◆ **Extracted text**:

——————

RDF is intended to convey assertions that are meaningful to the extent that they may, in appropriate contexts, be used to express the terms of binding agreements.

This goal is explored further in section 2.3 below.

2.3 Meaning of RDF documents

The RDF specification emphasizes the formal structure and meaning of RDF. But there is also a social dimension that is easily overlooked when dealing with such formal aspects.

2.3.1 Formal semantics

RDF is a language designed to support the Semantic Web, in much the same way that HTML is the language that supports the original Web. The Semantic Web aims for data to be shared and processed by automated tools as well as by people. To serve this purpose, formal meanings of RDF statements must be defined in a precise manner; this is provided by the RDF Model Theory [RDF-SEMANTICS].

——————

◆ **Problems**:
**a.** From the RDF excerpt, list every distinct term written entirely in capital letters.
**b.** Rewrite the paragraph of the RDF excerpt that begins "RDF is a language designed to support the Semantic Web" as a short bulleted list that keeps its main facts.
**c.** Revise the RDF excerpt from "RDF is intended" to "such formal aspects.", replacing "overlooked" with "ignored".

◆ **Dataset extract**:

——————

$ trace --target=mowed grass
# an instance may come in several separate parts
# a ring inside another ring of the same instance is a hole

——————

◆ **Answers below**:
**a.** RDF, HTML, RDF-SEMANTICS

**b.**
- RDF is a language designed to support the Semantic Web, much as HTML supports the original Web.
- The Semantic Web aims for data to be shared and processed by automated tools as well as by people.
- For this, the formal meanings of RDF statements must be precisely defined.
- The RDF Model Theory [RDF-SEMANTICS] provides these definitions.

**c.**
RDF is intended to convey assertions that are meaningful to the extent that they may, in appropriate contexts, be used to express the terms of binding agreements.

This goal is explored further in section 2.3 below.

2.3 Meaning of RDF documents

The RDF specification emphasizes the formal structure and meaning of RDF. But there is also a social dimension that is easily ignored when dealing with such formal aspects.